**Material supplied**
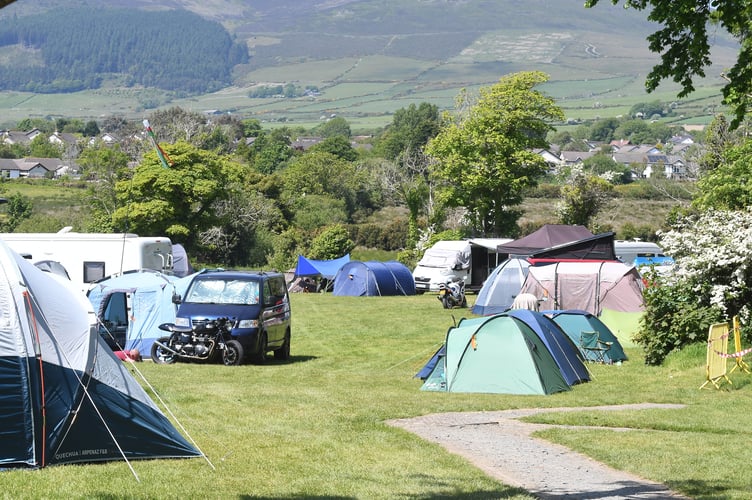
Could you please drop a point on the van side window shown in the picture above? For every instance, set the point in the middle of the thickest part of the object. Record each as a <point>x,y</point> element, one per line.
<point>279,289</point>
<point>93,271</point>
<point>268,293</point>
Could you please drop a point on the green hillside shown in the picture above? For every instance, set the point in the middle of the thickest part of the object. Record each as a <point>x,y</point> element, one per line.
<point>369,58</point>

* * *

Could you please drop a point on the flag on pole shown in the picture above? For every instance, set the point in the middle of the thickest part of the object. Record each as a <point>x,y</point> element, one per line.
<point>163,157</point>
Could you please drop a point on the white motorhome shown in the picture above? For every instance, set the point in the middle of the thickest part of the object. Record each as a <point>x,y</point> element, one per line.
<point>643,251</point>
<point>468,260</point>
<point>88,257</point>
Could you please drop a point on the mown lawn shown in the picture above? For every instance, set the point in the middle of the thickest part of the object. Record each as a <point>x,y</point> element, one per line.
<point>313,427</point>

**Exercise details**
Which lines in the rows above contain the word "pole"? Pull out each of them in full.

**Response**
Could you please drop a point on the flag on pole shown in the picture above? For every instance, set the point in the middle of the thickest part of the object. Record each as a <point>x,y</point> element, one per line.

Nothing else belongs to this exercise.